### SELECTED PASSAGE
* begin *

[Bloomsbury; 2019]

Kaya Genç’s The Lion and the Nightingale discusses modern Turkey through the intersecting journeys of different characters and various distinct identities. The individual narratives of the people Genç writes about, or through, compose the book’s story as a whole while situating it within the fluctuating political atmosphere of the country. This anchoring moves the reader through various human experiences — disappointment, failure, representation — with thorough exploration and deep empathy, while also examining potential future projections of a young nation.

I decided to review Genç’s book because when I saw the naming of all four chapters, ‘[A] winter of despair’, ‘[A] spring of hope’, ‘[A] summer of dissent’, and ‘[A] fall of silence’, it reminded me of South Korean filmmaker Kim Ki-duk’s ‘Spring, Summer, Fall, Winter… and Spring’ drama. Turkey’s Justice and Development Party (AKP) went through a similar story as with the symbolism in Ki-duk’s movie. When the party was found, it was a new birth and a new voice for the country, symbolizing spring; and when human rights violations, which was a disgrace for a democratic nation, were solved, and freedom of expression was permitted to religious minorities, Alevites, Kurds, and the LGBTQ+ community, the party reached the youth with a full spirit and motivation and it was respected across the Western capitals. In other words, this was the AKP’s bright summer season, which involved economic prosperity in a concise period. Although, in 2013 the Gezi Park protests transitioned the country into autumn, and the season’s quiescence was noisy. Eventually, after the coup attempt in 2016, the old age winter season of despair for journalists, academics, and art enthusiasts peaked, resulting in a bleak mood. So, The Lion and the Nightingale is first and foremost Kaya Genç’s journey through four different seasons in the last two decades, through which he writes explorations of people from different backgrounds in an effort to understand “What the frustrations of the nation were?”, “[W]hat they did think about the country?”, “How [did] they live their hours?”, and how they find their authentic voice? As such, The Lion and the Nightingale merges memoir, interview and historical reporting.

* end *

### DATA RECORDS

* begin *

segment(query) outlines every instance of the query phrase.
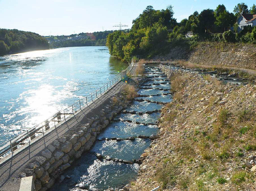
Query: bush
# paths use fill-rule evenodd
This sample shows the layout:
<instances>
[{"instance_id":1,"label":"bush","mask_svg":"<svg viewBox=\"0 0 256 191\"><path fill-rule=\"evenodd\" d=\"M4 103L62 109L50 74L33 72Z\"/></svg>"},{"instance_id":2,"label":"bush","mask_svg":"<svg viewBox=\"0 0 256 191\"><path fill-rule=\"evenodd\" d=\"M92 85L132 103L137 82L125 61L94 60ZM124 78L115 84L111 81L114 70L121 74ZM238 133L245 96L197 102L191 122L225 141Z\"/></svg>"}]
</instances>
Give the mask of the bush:
<instances>
[{"instance_id":1,"label":"bush","mask_svg":"<svg viewBox=\"0 0 256 191\"><path fill-rule=\"evenodd\" d=\"M224 40L226 42L235 42L236 35L231 31L224 32L222 36Z\"/></svg>"},{"instance_id":2,"label":"bush","mask_svg":"<svg viewBox=\"0 0 256 191\"><path fill-rule=\"evenodd\" d=\"M227 180L223 178L218 178L217 179L217 182L220 184L223 184L227 182Z\"/></svg>"},{"instance_id":3,"label":"bush","mask_svg":"<svg viewBox=\"0 0 256 191\"><path fill-rule=\"evenodd\" d=\"M252 42L256 42L256 27L254 27L251 33L251 38Z\"/></svg>"}]
</instances>

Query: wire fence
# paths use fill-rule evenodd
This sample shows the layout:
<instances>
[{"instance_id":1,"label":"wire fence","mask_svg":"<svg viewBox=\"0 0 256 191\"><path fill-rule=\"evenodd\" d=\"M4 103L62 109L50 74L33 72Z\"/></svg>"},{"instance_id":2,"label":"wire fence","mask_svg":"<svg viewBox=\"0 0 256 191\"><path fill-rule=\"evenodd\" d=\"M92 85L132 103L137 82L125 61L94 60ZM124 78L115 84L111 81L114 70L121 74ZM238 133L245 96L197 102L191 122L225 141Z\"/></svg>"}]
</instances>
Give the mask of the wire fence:
<instances>
[{"instance_id":1,"label":"wire fence","mask_svg":"<svg viewBox=\"0 0 256 191\"><path fill-rule=\"evenodd\" d=\"M125 71L127 74L130 72L133 65L133 60ZM98 98L102 94L106 92L122 79L122 75L119 73L114 78L87 95L63 110L60 111L41 123L24 131L0 144L0 157L13 152L14 150L27 143L36 137L45 134L50 128L56 128L58 124L61 122L66 122L75 113L88 106L93 100ZM47 132L48 133L48 132Z\"/></svg>"}]
</instances>

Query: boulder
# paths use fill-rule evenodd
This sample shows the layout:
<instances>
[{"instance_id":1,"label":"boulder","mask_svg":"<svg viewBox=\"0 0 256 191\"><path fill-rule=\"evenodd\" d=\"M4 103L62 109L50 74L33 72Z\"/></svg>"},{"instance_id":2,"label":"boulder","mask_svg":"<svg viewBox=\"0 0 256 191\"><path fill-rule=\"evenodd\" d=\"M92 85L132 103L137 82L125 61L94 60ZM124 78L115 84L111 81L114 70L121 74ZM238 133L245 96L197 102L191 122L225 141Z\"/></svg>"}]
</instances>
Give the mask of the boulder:
<instances>
[{"instance_id":1,"label":"boulder","mask_svg":"<svg viewBox=\"0 0 256 191\"><path fill-rule=\"evenodd\" d=\"M72 148L72 143L68 141L66 141L60 147L60 150L65 153L68 152Z\"/></svg>"},{"instance_id":2,"label":"boulder","mask_svg":"<svg viewBox=\"0 0 256 191\"><path fill-rule=\"evenodd\" d=\"M66 163L69 160L69 156L68 154L66 154L62 157L61 159L63 160L63 163Z\"/></svg>"},{"instance_id":3,"label":"boulder","mask_svg":"<svg viewBox=\"0 0 256 191\"><path fill-rule=\"evenodd\" d=\"M50 151L52 153L55 150L55 149L56 149L56 148L55 147L52 145L49 145L47 147L48 148L48 149L49 149Z\"/></svg>"},{"instance_id":4,"label":"boulder","mask_svg":"<svg viewBox=\"0 0 256 191\"><path fill-rule=\"evenodd\" d=\"M74 145L77 142L77 139L79 138L79 136L77 135L73 135L69 139L72 145Z\"/></svg>"},{"instance_id":5,"label":"boulder","mask_svg":"<svg viewBox=\"0 0 256 191\"><path fill-rule=\"evenodd\" d=\"M73 146L73 148L74 149L74 150L76 151L77 151L79 149L81 148L81 146L82 144L81 144L81 143L80 142L79 142L74 145Z\"/></svg>"},{"instance_id":6,"label":"boulder","mask_svg":"<svg viewBox=\"0 0 256 191\"><path fill-rule=\"evenodd\" d=\"M47 172L44 172L42 175L41 177L39 179L41 182L43 184L46 183L50 180L49 174Z\"/></svg>"},{"instance_id":7,"label":"boulder","mask_svg":"<svg viewBox=\"0 0 256 191\"><path fill-rule=\"evenodd\" d=\"M41 176L44 173L44 168L42 167L40 169L36 169L35 170L35 173L36 174L36 177L38 178Z\"/></svg>"},{"instance_id":8,"label":"boulder","mask_svg":"<svg viewBox=\"0 0 256 191\"><path fill-rule=\"evenodd\" d=\"M61 170L64 170L65 169L67 169L71 165L69 163L67 163L64 164L63 165L62 165L60 168Z\"/></svg>"},{"instance_id":9,"label":"boulder","mask_svg":"<svg viewBox=\"0 0 256 191\"><path fill-rule=\"evenodd\" d=\"M55 160L58 160L62 157L64 155L64 153L62 151L56 151L53 154Z\"/></svg>"},{"instance_id":10,"label":"boulder","mask_svg":"<svg viewBox=\"0 0 256 191\"><path fill-rule=\"evenodd\" d=\"M248 161L245 160L244 160L244 162L245 162L245 165L246 165L246 166L248 167L249 169L250 169L252 168L252 165L250 164L250 163Z\"/></svg>"},{"instance_id":11,"label":"boulder","mask_svg":"<svg viewBox=\"0 0 256 191\"><path fill-rule=\"evenodd\" d=\"M42 156L46 157L47 159L50 159L51 157L51 152L48 149L46 149L42 152L41 155Z\"/></svg>"}]
</instances>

* end *

### EXERCISES TO COMPLETE
A – What are the titles of the chapters named in the review of The Lion and the Nightingale?
B – Rewrite the part of the review of The Lion and the Nightingale that opens with the words containing "[Bloomsbury; 2019]" and closes with "a young nation.", swapping "reader" for "audience".
C – Extend the review of The Lion and the Nightingale past its last sentence.

### THE RESPONSES
A –
‘[A] winter of despair’
‘[A] spring of hope’
‘[A] summer of dissent’
‘[A] fall of silence’

B –
[Bloomsbury; 2019]

Kaya Genç’s The Lion and the Nightingale discusses modern Turkey through the intersecting journeys of different characters and various distinct identities. The individual narratives of the people Genç writes about, or through, compose the book’s story as a whole while situating it within the fluctuating political atmosphere of the country. This anchoring moves the audience through various human experiences — disappointment, failure, representation — with thorough exploration and deep empathy, while also examining potential future projections of a young nation.

C –
Genç, who is also the author of Under the Shadow: Rage and Revolution in Modern Turkey (2016), explains in the introduction to his most recent book how he decided to stay in the country whereas most of his author, journalist and intellectual friends — in other words the ‘Nightingales’, a synonym he uses throughout the book — decided to leave for Europe, the United Kingdom (UK) or the United States (US). He frames his choice to stay as a “moral responsibility”, feeling an obligation to not only write about the country but from it. For Genç, the ‘Nightingale’ represents “the song, the literature and the romance” of his masterful chronicle of Turkey, whereas the Lion stands for “strength, the military, and power”. Consequently, Genç examines the conflicts and interests of both camps.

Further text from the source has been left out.